--- Start of Excerpt provided ---

2018 Il Lombardia
- Official event poster

Race details
- Dates: 13 October 2018
- Stages: 1
- Distance: 241 km (149.8 mi)
- Winning time: 5h 53' 22"

Results
- Winner / Thibaut Pinot (FRA) / (Groupama–FDJ)
- Second / Vincenzo Nibali (ITA) / (Bahrain–Merida)
- Third / Dylan Teuns (BEL) / (BMC Racing Team)

= 2018 Il Lombardia =

Cycling race

The 2018 Il Lombardia is a road cycling one-day race that took place on 13 October 2018 in Italy. It was the 112th edition of the Il Lombardia and the 36th event of the 2018 UCI World Tour. It was won solo by Thibaut Pinot, ahead of Vincenzo Nibali and Dylan Teuns. Pinot rode with a high tempo starting from the Civiglio climb 15 kilometers from the finish line and the other three riders in the lead group at that time (Egan Bernal, Vincenzo Nibali and Primož Roglič) lost ground to him.

--- End of Excerpt provided ---

**The request**.
Copy the 2018 Il Lombardia text word for word, everything from "Race details" down to "(ITA) / (Bahrain–Merida)".

--- Start of Supplied information ---

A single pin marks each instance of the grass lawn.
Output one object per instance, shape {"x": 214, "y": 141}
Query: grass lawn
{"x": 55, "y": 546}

--- End of Supplied information ---

**Reply to the exercise**.
Race details
- Dates: 13 October 2018
- Stages: 1
- Distance: 241 km (149.8 mi)
- Winning time: 5h 53' 22"

Results
- Winner / Thibaut Pinot (FRA) / (Groupama–FDJ)
- Second / Vincenzo Nibali (ITA) / (Bahrain–Merida)